═══ GIVEN PASSAGE ═══

So Knocked Up arrives and it seems the perfect antidote to sequelitis. The critics' reception is rapturous. Knocked Up is an "instant classic," proclaims The New York Times, The Graduate for the 21st century", says Slate, "the very model of a great comedy for our values-driven time", says Entertainment Weekly. The opening weekend box office approaches $30 million, which further ratchets up the excitement.

Knocked Up will clearly be the sleeper hit of the summer, but one question still nags at me: Is Knocked Up so downright hilarious that we should overlook the fact that its story is, well, fucked up? Are we so "values driven" that we're prepared to overlook the fact that the "values" of this film defy credibility?

In Knocked Up we are asked to believe that a sleek TV career girl (she's hungry enough to work for E! Channel) who becomes pregnant from a one night stand would months later, dutifully call her "date" to recruit him into a life of parenting.

Now her "date" is a chubby, emotionally stunted stoner ("a La-Z-Boy come to life," says Anthony Lane in The New Yorker). He lives with a bunch of unsocialized losers who together are developing a sex web site (they're the only people in cyberspace so stupid they don't realize their site's already been created).

To be sure, the guy instantly commits to be the Perfect Father and to embrace the values of Eisenhower America. And no one around him dares allude to alternate means of dealing with an unexpected pregnancy. In this sector of slackerdom, apparently, the "a" word is banished -- one of the stoner dudes finally alludes to "a word that rhymes with shmashmortion."

═══ GIVEN RECORDS ═══

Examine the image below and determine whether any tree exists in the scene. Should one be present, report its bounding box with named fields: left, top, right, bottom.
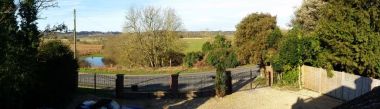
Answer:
left=36, top=41, right=78, bottom=107
left=106, top=7, right=184, bottom=67
left=204, top=35, right=239, bottom=97
left=0, top=0, right=25, bottom=108
left=0, top=0, right=76, bottom=109
left=292, top=0, right=326, bottom=32
left=235, top=13, right=276, bottom=66
left=315, top=0, right=380, bottom=77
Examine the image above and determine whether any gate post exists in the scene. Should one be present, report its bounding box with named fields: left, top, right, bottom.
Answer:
left=225, top=71, right=232, bottom=95
left=115, top=74, right=124, bottom=98
left=169, top=74, right=179, bottom=93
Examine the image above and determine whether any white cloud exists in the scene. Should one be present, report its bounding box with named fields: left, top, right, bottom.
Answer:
left=39, top=0, right=302, bottom=31
left=145, top=0, right=302, bottom=30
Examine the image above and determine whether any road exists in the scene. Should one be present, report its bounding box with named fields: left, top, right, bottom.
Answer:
left=78, top=66, right=258, bottom=92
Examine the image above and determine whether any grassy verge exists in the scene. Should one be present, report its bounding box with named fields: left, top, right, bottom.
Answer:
left=80, top=53, right=103, bottom=57
left=79, top=67, right=214, bottom=75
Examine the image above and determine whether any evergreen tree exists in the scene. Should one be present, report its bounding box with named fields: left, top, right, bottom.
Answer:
left=315, top=0, right=380, bottom=77
left=234, top=13, right=276, bottom=67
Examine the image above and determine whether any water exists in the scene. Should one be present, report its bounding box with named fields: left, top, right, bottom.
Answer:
left=84, top=57, right=105, bottom=67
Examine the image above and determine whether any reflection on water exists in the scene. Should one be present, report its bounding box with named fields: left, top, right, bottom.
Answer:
left=84, top=57, right=105, bottom=67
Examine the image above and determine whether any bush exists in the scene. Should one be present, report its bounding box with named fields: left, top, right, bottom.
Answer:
left=202, top=42, right=213, bottom=53
left=78, top=59, right=91, bottom=68
left=280, top=69, right=299, bottom=85
left=183, top=52, right=203, bottom=67
left=165, top=51, right=185, bottom=66
left=36, top=41, right=78, bottom=105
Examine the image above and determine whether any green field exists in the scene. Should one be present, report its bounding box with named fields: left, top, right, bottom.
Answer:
left=181, top=38, right=210, bottom=53
left=79, top=67, right=214, bottom=75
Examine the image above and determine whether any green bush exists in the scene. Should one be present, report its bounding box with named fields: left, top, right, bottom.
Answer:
left=36, top=41, right=78, bottom=106
left=164, top=50, right=186, bottom=66
left=202, top=42, right=213, bottom=53
left=183, top=52, right=203, bottom=67
left=280, top=69, right=299, bottom=85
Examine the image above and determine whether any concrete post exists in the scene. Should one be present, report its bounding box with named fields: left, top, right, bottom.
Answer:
left=225, top=71, right=232, bottom=95
left=169, top=74, right=179, bottom=93
left=115, top=74, right=124, bottom=98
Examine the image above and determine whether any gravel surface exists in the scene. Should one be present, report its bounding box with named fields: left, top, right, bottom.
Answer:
left=198, top=87, right=342, bottom=109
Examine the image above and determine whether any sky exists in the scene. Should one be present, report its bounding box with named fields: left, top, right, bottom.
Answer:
left=38, top=0, right=302, bottom=32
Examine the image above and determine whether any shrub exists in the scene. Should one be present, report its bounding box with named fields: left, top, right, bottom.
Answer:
left=78, top=59, right=91, bottom=68
left=165, top=51, right=185, bottom=66
left=36, top=41, right=78, bottom=105
left=202, top=42, right=213, bottom=53
left=183, top=52, right=203, bottom=67
left=280, top=69, right=299, bottom=85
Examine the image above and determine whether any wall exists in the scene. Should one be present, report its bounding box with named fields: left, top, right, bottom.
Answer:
left=301, top=66, right=380, bottom=101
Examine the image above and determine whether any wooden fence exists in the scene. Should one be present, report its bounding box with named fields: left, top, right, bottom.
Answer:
left=301, top=66, right=380, bottom=101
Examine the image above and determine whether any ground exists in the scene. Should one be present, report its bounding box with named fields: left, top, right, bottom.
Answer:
left=198, top=87, right=342, bottom=109
left=119, top=87, right=342, bottom=109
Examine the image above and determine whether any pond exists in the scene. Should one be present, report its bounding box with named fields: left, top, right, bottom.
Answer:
left=84, top=57, right=105, bottom=67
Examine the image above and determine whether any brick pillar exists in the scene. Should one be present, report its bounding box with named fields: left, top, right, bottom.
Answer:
left=225, top=71, right=232, bottom=95
left=169, top=74, right=179, bottom=93
left=115, top=74, right=124, bottom=98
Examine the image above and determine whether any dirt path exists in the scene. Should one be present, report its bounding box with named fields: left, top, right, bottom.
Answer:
left=198, top=87, right=342, bottom=109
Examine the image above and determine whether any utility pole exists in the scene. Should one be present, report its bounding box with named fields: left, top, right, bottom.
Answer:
left=73, top=9, right=77, bottom=59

═══

◆ TASK DETAILS:
Continue the piece on Knocked Up from its last sentence, keeping its voice and line of argument.

◆ RESPONSE AREA:
All this represents a Judd Apatow syndrome -- Apatow's the writer-director of Knocked Up. Like a Victorian novelist, Apatow loves to put Virtue at Risk, then turning potentially complex characters into thoroughly conventional cop-outs. Steve Carell in The Forty Year Old Virgin, Apatow's previous hit, wasn't particularly creepy in pursuing his abstinence -- just another nice guy waiting for his perfect mate. That movie ended with the appropriate deflowering, accompanied by a bizarre rendition of "Aquarius" to reflect the protagonist's "ethereal contentment," as Lane puts it.

With all its trash talk and its drug paraphernalia, Knocked Up is, at its core, a thoroughly sentimental exercise. The sentiment is salted with some superbly satiric scenes sending up medical practitioners, E! Channel producers and almost everyone else along the way. Apatow clearly is a young writer who can write brilliant scenes, but not yet brilliant stories.

Unless, that is, you are as "values driven" as the reviewer for Entertainment Weekly. In that case, you are prepared to believe that the "a" word is truly unmentionable (even to an E! Channel career girl), that every stoner stands eager to bathe, shave and become an Eisenhower-Era nine-to-fiver and, finally, that every one-night stand will surely culminate in an idyllic (OK, semi idyllic) marriage peopled with cheery, giggly children.

Judd Apatow himself is a congenial, good-natured middle-class kid from Syosset, Long Island, who loves writing rude scenes that wallow in '50s family values. His own family inhabits his movie (his wife is superb as the headstrong sister of the heroine), not to mention all his personal friends.

I've met him only twice but found him downright cuddly. I only wish his movies were less so.